It is both amusing and enlightening to hear my 21-month-old daughter sing the alphabet song. The song is her favorite, though she is years from grasping how symbols represent sound, not to mention the concept of alphabetical order. Still, if you start singing the song she will chime in. Before you think that’s impressive, keep in mind that her version of the song is more or less this: “CD . . . G . . . I . . . No P . . . S . . . V . . . Dub X . . . Z.”
Her alphabet song adds up to little more than a Scrabble hand, yet it is a surprising feat of memory all the same. My daughter doesn’t know her last name, can’t read or write, and has been known to mistake stickers for food. It turns out that her memory for the alphabet has far less to do with letters than lyrics. From Wheels on the Bus to Don’t Stop Believin’, she sings along to all of her favorite songs, piping up with every word and vowel she remembers. Her performance has nothing to do with comprehension; she has never seen or heard about a locker, yet she sings the word at just the right time in her rendition of the Glee song Loser like Me. (Go ahead and judge me. I judge myself.)

**Written task:**
Resume the piece about a toddler singing the alphabet song, picking up right after its last sentence. The items below come from a different source than the text above.

**Listing:**
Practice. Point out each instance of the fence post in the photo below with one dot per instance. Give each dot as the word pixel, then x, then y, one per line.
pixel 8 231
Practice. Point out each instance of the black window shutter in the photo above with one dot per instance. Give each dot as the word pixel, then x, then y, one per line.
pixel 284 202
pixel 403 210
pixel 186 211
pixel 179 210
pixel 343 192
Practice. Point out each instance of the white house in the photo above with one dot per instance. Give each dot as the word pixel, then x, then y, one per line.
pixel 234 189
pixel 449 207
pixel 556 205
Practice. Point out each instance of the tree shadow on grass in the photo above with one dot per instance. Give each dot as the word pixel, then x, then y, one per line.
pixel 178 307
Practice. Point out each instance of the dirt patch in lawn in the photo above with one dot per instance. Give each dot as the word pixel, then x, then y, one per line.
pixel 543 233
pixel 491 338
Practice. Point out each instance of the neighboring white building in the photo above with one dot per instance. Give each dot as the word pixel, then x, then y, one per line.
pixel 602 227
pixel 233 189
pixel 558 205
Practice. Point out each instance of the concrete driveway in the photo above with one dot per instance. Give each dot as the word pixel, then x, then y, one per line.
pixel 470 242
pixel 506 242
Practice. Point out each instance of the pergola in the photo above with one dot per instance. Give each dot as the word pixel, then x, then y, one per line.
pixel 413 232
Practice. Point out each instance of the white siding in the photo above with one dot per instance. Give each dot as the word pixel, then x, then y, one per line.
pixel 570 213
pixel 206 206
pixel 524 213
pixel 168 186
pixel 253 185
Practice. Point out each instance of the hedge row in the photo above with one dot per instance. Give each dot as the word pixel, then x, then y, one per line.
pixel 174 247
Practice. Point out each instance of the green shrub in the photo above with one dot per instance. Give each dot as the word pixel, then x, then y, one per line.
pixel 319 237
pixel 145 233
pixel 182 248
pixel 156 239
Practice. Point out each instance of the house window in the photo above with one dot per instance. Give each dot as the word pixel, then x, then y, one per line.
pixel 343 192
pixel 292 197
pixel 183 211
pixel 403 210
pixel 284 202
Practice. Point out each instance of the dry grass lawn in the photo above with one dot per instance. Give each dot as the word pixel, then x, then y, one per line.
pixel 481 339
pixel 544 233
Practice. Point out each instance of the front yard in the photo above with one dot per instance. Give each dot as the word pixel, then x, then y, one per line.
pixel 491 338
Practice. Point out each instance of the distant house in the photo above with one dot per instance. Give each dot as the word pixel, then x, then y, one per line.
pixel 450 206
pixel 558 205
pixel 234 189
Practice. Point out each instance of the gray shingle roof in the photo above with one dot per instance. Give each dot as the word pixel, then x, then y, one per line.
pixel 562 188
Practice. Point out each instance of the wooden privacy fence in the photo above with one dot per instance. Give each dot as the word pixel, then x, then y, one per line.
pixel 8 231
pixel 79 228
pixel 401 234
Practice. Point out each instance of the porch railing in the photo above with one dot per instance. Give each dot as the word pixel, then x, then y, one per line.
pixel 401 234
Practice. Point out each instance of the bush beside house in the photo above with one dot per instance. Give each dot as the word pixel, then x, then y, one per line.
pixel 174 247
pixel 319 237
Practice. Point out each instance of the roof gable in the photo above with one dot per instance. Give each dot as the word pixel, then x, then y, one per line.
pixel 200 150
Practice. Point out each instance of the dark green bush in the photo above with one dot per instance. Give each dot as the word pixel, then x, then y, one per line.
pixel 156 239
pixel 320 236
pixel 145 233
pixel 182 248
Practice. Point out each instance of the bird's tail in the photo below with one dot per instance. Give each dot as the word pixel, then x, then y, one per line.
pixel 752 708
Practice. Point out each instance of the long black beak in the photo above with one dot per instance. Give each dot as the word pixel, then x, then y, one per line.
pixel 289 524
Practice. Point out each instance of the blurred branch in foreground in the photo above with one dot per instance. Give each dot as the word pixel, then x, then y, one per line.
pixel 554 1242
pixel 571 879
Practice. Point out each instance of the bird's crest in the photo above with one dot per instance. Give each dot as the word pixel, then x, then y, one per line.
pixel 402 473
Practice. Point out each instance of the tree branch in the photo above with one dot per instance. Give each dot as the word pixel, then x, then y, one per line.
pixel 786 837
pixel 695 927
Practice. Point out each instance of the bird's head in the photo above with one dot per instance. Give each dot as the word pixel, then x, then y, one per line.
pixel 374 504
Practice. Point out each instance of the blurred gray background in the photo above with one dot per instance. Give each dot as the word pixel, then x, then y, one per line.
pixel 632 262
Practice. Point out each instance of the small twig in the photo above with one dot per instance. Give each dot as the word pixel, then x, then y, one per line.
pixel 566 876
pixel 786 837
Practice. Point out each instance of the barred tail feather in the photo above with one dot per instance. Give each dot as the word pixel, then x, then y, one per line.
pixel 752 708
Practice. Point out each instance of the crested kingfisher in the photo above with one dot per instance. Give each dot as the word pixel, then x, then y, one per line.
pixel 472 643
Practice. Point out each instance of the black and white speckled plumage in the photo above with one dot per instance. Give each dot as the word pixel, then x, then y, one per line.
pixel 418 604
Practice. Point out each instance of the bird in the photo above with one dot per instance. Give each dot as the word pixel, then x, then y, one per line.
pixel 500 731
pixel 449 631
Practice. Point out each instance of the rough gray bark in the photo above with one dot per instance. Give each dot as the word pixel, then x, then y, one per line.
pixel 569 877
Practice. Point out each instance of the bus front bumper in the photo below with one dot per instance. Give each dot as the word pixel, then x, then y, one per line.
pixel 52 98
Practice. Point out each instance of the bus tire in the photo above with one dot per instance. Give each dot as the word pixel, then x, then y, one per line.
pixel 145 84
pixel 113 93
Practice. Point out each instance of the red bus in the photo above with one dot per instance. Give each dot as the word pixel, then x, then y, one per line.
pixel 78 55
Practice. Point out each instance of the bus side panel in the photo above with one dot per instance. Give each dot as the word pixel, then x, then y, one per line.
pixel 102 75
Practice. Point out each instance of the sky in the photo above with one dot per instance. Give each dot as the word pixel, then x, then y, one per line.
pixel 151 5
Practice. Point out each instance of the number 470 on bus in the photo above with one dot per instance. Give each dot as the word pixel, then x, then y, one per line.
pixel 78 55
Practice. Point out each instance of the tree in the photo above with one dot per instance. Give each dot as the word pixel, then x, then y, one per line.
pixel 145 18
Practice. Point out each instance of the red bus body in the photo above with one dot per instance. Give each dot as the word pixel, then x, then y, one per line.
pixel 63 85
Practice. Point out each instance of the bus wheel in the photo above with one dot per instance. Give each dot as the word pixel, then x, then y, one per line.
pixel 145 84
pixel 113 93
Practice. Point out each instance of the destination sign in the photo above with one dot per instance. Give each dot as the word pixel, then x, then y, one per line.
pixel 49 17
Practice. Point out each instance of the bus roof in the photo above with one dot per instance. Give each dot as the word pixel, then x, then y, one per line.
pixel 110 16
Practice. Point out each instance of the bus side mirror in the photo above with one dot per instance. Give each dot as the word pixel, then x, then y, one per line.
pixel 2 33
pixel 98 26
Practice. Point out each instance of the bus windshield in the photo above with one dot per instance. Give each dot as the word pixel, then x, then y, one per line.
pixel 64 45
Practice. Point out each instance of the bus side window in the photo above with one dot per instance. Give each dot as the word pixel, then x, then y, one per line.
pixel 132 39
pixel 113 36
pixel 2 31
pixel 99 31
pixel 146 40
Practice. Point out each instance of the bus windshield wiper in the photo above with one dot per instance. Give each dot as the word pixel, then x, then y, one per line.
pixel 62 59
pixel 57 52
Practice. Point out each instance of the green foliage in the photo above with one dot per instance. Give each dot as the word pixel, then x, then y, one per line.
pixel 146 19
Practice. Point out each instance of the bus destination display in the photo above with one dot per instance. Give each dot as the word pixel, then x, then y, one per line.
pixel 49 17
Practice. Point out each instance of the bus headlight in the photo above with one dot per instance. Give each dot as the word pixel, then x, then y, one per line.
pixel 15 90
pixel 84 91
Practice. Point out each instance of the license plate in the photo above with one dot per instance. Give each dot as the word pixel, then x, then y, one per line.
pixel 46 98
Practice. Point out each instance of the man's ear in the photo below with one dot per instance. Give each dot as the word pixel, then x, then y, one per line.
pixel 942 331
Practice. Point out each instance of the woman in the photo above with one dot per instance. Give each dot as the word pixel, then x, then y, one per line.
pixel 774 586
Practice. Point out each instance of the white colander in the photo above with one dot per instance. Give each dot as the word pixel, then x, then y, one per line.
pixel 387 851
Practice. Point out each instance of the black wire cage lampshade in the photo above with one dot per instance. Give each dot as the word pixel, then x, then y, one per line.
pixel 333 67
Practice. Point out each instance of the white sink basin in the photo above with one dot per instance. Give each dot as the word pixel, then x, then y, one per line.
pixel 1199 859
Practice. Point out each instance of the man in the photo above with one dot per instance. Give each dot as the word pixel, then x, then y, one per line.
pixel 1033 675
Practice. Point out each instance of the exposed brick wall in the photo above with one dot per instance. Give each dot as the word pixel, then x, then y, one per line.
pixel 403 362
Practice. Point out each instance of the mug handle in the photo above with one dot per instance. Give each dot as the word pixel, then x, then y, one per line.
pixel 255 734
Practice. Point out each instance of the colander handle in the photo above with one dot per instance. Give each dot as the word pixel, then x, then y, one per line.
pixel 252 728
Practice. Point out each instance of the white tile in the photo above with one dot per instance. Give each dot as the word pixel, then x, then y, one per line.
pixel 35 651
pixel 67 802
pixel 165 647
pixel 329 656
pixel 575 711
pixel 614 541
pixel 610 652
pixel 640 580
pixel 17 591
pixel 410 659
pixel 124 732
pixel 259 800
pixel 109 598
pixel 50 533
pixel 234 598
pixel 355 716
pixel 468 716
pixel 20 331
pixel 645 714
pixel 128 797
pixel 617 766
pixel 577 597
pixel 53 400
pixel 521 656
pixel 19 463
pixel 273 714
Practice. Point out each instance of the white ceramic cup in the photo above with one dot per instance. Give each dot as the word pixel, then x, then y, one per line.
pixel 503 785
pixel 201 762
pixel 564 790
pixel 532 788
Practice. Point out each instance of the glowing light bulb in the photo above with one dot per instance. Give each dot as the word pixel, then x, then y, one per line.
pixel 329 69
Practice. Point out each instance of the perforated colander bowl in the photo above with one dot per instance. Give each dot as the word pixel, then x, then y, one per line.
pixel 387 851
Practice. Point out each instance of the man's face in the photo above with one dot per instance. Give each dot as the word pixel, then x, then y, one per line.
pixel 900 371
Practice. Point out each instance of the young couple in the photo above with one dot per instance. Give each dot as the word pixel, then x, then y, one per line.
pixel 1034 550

**Answer:**
My daughter’s knack for learning lyrics is not unique to her or to toddlers in general. Adults are also far better at remembering words set to song than other strings of verbal material. That’s why college students have used music to memorize subjects from human anatomy to U.S. presidents. It’s why advertisers inundate you with catchy snippets of song. Who can forget a good jingle? To this day, I remember the phone number for a carpet company I saw advertised decades ago.
But what is it about music that helps us remember? And how does it work?
It turns out that rhythm, rather than melody, is the crucial component to remembering lyrics. In a 2008 study, subjects remembered unfamiliar lyrics far better if they heard them sung to a familiar melody (Scarborough Fair) than if they heard them sung to an unfamiliar song or merely spoken without music. But they remembered the lyrics better still if they heard the lines spoken to a rhythmic drummed arrangement of Scarborough Fair. Even an unfamiliar drummed rhythm boosted later memory for the words. By why should any of these conditions improve memory? According to the prevailing theory, lyrics have a structural framework that helps you learn and recall them. They are set to a particular melody through a process called textsetting that matches the natural beat and meter of the music and words. Composers, lyricists, and musicians do this by aligning the stressed syllables of words with strong beats in the music as much as possible. Music is also comprised of musical phrases; lyrics naturally break down into lines, or “chunks,” based on these phrase boundaries. And just in case you missed those boundaries, lyricists often emphasize the ends of these lines with a rhyming scheme.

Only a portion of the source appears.